Here are a couple of money saving tips to help drive traffic to your site at bargain basement prices.
Bid on Competitors URLs
You’d be amazed how many people type YouTube.com into a search engine instead of into the address bar. Each time someone types a competitor’s website address into Google, there’s an opportunity for you to show a very inexpensive ad to that consumer. You can make that ad even more compelling by advertising as an alternative to that competitor with their name in the ad copy. Sometimes these very targeted clicks will only cost you $0.05/per click.
Bid on Competitor’s Names
It’s the same idea as the URL, but you’re using the competitor’s name instead. Traffic from clicks like this can be very inexpensive and very targeted if you pick the right competitors.
Bid on Misspelled Words
This is different than Typosquatting. You’re just showing inexpensive ads to people who accidently fat-fingered their keyboard or mistyped the name. An ad like this could cost a fraction of the correctly spelled word. Use this tool http://tools.seobook.com/spelling/keywords-typos.cgi to help find typo’s of important keywords.

**Provided material:**

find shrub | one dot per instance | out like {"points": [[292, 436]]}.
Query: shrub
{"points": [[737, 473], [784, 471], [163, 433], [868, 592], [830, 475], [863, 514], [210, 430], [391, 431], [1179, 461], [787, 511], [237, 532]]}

**Stated task 1:** Output the passage of the tips on cheap ad traffic that starts at "Bid on Competitor’s" and ends at "the right competitors.", copying it word for word.
**Stated task 2:**
Using the tips on cheap ad traffic, answer these:
(a) What does the text say very targeted clicks from bidding on competitor URLs can sometimes cost?
(b) What does the text say bidding on misspelled words is different than?
(c) Which website address does the text say many people type into a search engine instead of the address bar?
**Stated task 3:** Resume the tips on cheap ad traffic, writing on from their last sentence.

**Answer 1:**
Bid on Competitor’s Names
It’s the same idea as the URL, but you’re using the competitor’s name instead. Traffic from clicks like this can be very inexpensive and very targeted if you pick the right competitors.

**Answer 2:**
(a) $0.05 per click
(b) Typosquatting
(c) YouTube.com

**Answer 3:**
Test Your Site with Cheap PPC
Inexpensive tactics like this to drive traffic to your site is a great way to fine tune your product price points, try out new guarantees, experiment with special offers, etc before you even have a product to sell. The goal is to drive a bunch of traffic and see what offers are the most useful. With traffic like this at less than $0.10 per click, you can learn a lot about what works on your site and what needs to be changed. PPC can be expensive in the long run, but you can use tricks like these to experiment for a few dollars.